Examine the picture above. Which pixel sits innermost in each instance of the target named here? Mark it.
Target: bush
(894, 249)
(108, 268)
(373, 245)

§ AIM OF THE EXERCISE
Reprint the listing above. Keep every line exactly as it is.

§ EXERCISE ANSWER
Examine the picture above. Which pixel sits innermost in each instance of the target named here? Mark it.
Target: bush
(894, 249)
(108, 268)
(373, 245)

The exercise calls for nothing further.